◆ Exercise ◆
Convert every line of the entries below into a JSON list of strings, one string per line, and leave out the blank lines.

** START OF Material for the task **

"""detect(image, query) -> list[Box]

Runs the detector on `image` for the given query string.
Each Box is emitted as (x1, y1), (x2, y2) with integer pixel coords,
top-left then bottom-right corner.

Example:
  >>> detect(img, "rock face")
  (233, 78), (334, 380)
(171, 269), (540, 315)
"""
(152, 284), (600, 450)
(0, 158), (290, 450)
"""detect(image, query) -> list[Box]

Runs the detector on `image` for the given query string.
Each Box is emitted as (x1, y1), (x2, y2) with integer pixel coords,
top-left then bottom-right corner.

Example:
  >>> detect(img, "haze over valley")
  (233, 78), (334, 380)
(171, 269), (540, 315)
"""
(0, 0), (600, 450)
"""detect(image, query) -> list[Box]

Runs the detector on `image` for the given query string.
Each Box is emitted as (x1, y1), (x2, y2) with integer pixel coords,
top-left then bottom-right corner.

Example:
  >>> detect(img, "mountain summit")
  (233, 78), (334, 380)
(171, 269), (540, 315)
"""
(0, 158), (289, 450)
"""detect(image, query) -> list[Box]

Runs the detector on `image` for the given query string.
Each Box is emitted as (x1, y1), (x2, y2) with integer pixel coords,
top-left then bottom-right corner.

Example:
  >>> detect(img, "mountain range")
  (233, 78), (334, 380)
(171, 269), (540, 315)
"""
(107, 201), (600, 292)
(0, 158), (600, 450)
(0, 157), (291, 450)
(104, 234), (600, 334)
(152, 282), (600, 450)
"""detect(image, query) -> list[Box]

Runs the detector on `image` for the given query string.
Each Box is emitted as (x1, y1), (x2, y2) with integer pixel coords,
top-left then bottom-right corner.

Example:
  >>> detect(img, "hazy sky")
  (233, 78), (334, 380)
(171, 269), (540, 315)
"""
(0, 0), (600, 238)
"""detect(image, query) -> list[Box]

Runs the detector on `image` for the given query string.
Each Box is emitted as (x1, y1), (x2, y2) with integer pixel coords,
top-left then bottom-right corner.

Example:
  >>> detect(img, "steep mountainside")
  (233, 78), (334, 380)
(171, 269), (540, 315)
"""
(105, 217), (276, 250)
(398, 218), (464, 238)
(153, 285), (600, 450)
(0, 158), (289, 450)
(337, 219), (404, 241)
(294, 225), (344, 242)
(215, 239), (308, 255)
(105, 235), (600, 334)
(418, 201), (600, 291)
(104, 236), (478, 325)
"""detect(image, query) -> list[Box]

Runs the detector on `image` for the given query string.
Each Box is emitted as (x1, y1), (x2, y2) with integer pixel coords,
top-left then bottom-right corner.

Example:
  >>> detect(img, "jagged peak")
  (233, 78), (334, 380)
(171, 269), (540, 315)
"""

** END OF Material for the task **

◆ Exercise solution ◆
[
  "\"\"\"detect(image, query) -> list[Box]",
  "Runs the detector on `image` for the given query string.",
  "Each Box is emitted as (x1, y1), (x2, y2) with integer pixel coords,",
  "top-left then bottom-right corner.",
  "Example:",
  "  >>> detect(img, \"rock face\")",
  "  (233, 78), (334, 380)",
  "(171, 269), (540, 315)",
  "\"\"\"",
  "(152, 284), (600, 450)",
  "(0, 158), (290, 450)",
  "\"\"\"detect(image, query) -> list[Box]",
  "Runs the detector on `image` for the given query string.",
  "Each Box is emitted as (x1, y1), (x2, y2) with integer pixel coords,",
  "top-left then bottom-right corner.",
  "Example:",
  "  >>> detect(img, \"haze over valley\")",
  "  (233, 78), (334, 380)",
  "(171, 269), (540, 315)",
  "\"\"\"",
  "(0, 0), (600, 450)",
  "\"\"\"detect(image, query) -> list[Box]",
  "Runs the detector on `image` for the given query string.",
  "Each Box is emitted as (x1, y1), (x2, y2) with integer pixel coords,",
  "top-left then bottom-right corner.",
  "Example:",
  "  >>> detect(img, \"mountain summit\")",
  "  (233, 78), (334, 380)",
  "(171, 269), (540, 315)",
  "\"\"\"",
  "(0, 158), (289, 450)",
  "\"\"\"detect(image, query) -> list[Box]",
  "Runs the detector on `image` for the given query string.",
  "Each Box is emitted as (x1, y1), (x2, y2) with integer pixel coords,",
  "top-left then bottom-right corner.",
  "Example:",
  "  >>> detect(img, \"mountain range\")",
  "  (233, 78), (334, 380)",
  "(171, 269), (540, 315)",
  "\"\"\"",
  "(107, 201), (600, 292)",
  "(0, 158), (600, 450)",
  "(0, 157), (291, 450)",
  "(104, 234), (600, 334)",
  "(152, 282), (600, 450)",
  "\"\"\"detect(image, query) -> list[Box]",
  "Runs the detector on `image` for the given query string.",
  "Each Box is emitted as (x1, y1), (x2, y2) with integer pixel coords,",
  "top-left then bottom-right corner.",
  "Example:",
  "  >>> detect(img, \"hazy sky\")",
  "  (233, 78), (334, 380)",
  "(171, 269), (540, 315)",
  "\"\"\"",
  "(0, 0), (600, 238)",
  "\"\"\"detect(image, query) -> list[Box]",
  "Runs the detector on `image` for the given query string.",
  "Each Box is emitted as (x1, y1), (x2, y2) with integer pixel coords,",
  "top-left then bottom-right corner.",
  "Example:",
  "  >>> detect(img, \"steep mountainside\")",
  "  (233, 78), (334, 380)",
  "(171, 269), (540, 315)",
  "\"\"\"",
  "(105, 217), (276, 250)",
  "(398, 218), (464, 238)",
  "(153, 285), (600, 450)",
  "(0, 158), (289, 450)",
  "(337, 219), (404, 241)",
  "(294, 225), (344, 242)",
  "(215, 239), (308, 255)",
  "(105, 235), (600, 334)",
  "(418, 201), (600, 291)",
  "(104, 236), (478, 325)",
  "\"\"\"detect(image, query) -> list[Box]",
  "Runs the detector on `image` for the given query string.",
  "Each Box is emitted as (x1, y1), (x2, y2) with integer pixel coords,",
  "top-left then bottom-right corner.",
  "Example:",
  "  >>> detect(img, \"jagged peak\")",
  "  (233, 78), (334, 380)",
  "(171, 269), (540, 315)",
  "\"\"\""
]